======== Records supplied ========

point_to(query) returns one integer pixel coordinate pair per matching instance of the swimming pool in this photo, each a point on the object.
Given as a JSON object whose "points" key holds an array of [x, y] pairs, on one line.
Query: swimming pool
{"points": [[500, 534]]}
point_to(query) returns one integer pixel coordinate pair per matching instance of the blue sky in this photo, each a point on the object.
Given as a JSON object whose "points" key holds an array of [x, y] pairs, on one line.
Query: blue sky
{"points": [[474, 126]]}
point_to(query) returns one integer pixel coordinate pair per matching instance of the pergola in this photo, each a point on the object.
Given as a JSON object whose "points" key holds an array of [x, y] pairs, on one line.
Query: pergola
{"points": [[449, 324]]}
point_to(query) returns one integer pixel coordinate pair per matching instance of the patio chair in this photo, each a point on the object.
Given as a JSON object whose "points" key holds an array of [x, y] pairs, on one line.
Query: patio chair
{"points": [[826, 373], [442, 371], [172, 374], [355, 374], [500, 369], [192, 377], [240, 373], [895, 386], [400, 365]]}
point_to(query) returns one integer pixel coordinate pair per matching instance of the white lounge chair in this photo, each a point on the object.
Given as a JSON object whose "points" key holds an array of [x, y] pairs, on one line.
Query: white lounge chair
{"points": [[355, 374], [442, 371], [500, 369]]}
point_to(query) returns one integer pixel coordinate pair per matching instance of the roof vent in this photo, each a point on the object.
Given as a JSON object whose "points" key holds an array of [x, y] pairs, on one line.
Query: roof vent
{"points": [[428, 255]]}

========

_Your objective_: Word for word, retype all of the entries above.

_Solution to this task_:
point_to(query) returns one integer pixel coordinate pair per matching instance of the swimming pool in this photo, each a point on the object.
Given as a JSON object whose "points" key holds an array of [x, y] pairs, on one line.
Query: swimming pool
{"points": [[500, 534]]}
point_to(query) returns one integer pixel coordinate pair per matching instance of the blue sky in this photo, each a point on the object.
Given as a JSON object whose "points" key holds an array of [x, y] pairs, on one line.
Query: blue sky
{"points": [[474, 126]]}
point_to(query) returns one integer pixel coordinate pair per matching instance of the pergola in this photo, each a point on the object.
Given as a JSON object whose "points" key holds an array of [x, y] pairs, on one line.
Query: pergola
{"points": [[449, 324]]}
point_to(query) returns one integer pixel coordinate pair per matching instance of the patio chair in this photo, each a point on the object.
Given as a JSON object whose "points" key holds an array of [x, y] pairs, on one line.
Query: patio chair
{"points": [[826, 373], [442, 371], [172, 374], [355, 374], [500, 369], [192, 377], [240, 373], [895, 386], [400, 365]]}
point_to(query) returns one integer pixel coordinate pair per matching instance of the white lounge chair in this photo, each a point on the object.
Given as a JSON object whose "points" key holds an array of [x, y] pairs, on one line.
Query: white lounge chair
{"points": [[355, 374], [442, 371], [500, 369]]}
point_to(query) returns one integer pixel coordinate pair per matching instance of the roof vent in this photo, each a point on the object.
Given as a JSON object whose "points" key holds an array of [x, y] pairs, on one line.
Query: roof vent
{"points": [[428, 255]]}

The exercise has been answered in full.